** Begin Task input **

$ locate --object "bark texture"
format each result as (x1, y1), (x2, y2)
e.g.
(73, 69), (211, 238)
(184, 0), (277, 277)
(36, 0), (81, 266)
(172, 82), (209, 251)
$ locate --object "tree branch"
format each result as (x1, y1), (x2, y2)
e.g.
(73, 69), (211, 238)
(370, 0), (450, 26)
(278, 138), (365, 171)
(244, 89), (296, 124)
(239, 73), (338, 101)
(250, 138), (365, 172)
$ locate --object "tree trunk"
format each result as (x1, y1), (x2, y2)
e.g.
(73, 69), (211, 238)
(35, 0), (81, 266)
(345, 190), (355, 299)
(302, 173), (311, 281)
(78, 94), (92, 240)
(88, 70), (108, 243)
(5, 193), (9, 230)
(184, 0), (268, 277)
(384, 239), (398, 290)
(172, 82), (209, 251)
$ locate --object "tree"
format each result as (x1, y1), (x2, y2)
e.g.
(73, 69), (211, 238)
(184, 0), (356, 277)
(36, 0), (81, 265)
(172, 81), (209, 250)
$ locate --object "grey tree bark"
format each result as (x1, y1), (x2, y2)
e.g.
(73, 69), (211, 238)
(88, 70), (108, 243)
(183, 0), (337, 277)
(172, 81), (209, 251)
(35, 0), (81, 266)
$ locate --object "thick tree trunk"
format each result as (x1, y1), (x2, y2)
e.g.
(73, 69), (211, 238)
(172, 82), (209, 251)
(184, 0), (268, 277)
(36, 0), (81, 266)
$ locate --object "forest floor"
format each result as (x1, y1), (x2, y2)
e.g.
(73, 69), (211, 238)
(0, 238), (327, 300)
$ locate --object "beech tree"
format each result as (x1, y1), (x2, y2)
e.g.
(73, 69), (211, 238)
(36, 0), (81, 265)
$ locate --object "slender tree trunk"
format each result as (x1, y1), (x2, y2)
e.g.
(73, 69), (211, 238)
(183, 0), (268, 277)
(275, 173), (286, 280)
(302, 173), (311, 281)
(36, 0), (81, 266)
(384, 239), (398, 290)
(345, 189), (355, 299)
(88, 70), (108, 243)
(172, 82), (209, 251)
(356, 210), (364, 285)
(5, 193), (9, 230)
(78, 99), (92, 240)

** End Task input **

Reproduce the material above with each occurrence of "result" swapped for "match", keeping every other character as it is.

» **Expected output**:
$ locate --object "bark texture"
format each match as (x1, y1), (x2, y2)
e.g.
(73, 69), (211, 238)
(184, 0), (277, 277)
(36, 0), (81, 266)
(172, 82), (209, 251)
$ locate --object "tree branch"
format each match as (x1, y1), (x2, y2)
e.g.
(73, 69), (211, 238)
(370, 0), (450, 26)
(278, 138), (365, 171)
(244, 89), (296, 124)
(239, 73), (338, 101)
(250, 138), (365, 172)
$ locate --object "tree trunk"
format each match as (x1, y1), (x2, y2)
e.g.
(73, 69), (211, 238)
(35, 0), (81, 266)
(345, 190), (355, 299)
(302, 173), (311, 281)
(78, 94), (92, 240)
(88, 70), (108, 243)
(5, 193), (9, 230)
(184, 0), (268, 277)
(384, 239), (398, 290)
(172, 82), (209, 251)
$ locate --object "tree"
format each match as (x1, y1), (x2, y2)
e.g.
(73, 69), (211, 238)
(184, 0), (356, 277)
(36, 0), (81, 265)
(172, 81), (209, 250)
$ locate --object "grey tree bark"
format each match as (x1, y1), (x2, y2)
e.g.
(73, 69), (211, 238)
(88, 70), (108, 243)
(183, 0), (337, 277)
(172, 81), (209, 251)
(35, 0), (81, 266)
$ locate --object "thick tree trunk"
format each match as (x1, y1), (x2, y2)
e.g.
(73, 69), (211, 238)
(172, 82), (209, 251)
(184, 0), (268, 277)
(36, 0), (81, 266)
$ locate --object "forest floor"
format each match as (x1, y1), (x2, y2)
e.g.
(73, 69), (211, 238)
(0, 238), (327, 300)
$ locate --object "beech tree"
format each match as (x1, y1), (x2, y2)
e.g.
(73, 69), (211, 238)
(36, 0), (81, 265)
$ locate --object "slender tree trunk"
format each match as (x1, y1), (x2, y2)
e.g.
(73, 69), (211, 238)
(183, 0), (268, 277)
(275, 173), (286, 280)
(302, 173), (311, 281)
(36, 0), (81, 266)
(384, 239), (398, 290)
(345, 189), (355, 299)
(88, 70), (108, 243)
(172, 82), (209, 251)
(356, 210), (364, 285)
(5, 193), (9, 230)
(78, 99), (92, 240)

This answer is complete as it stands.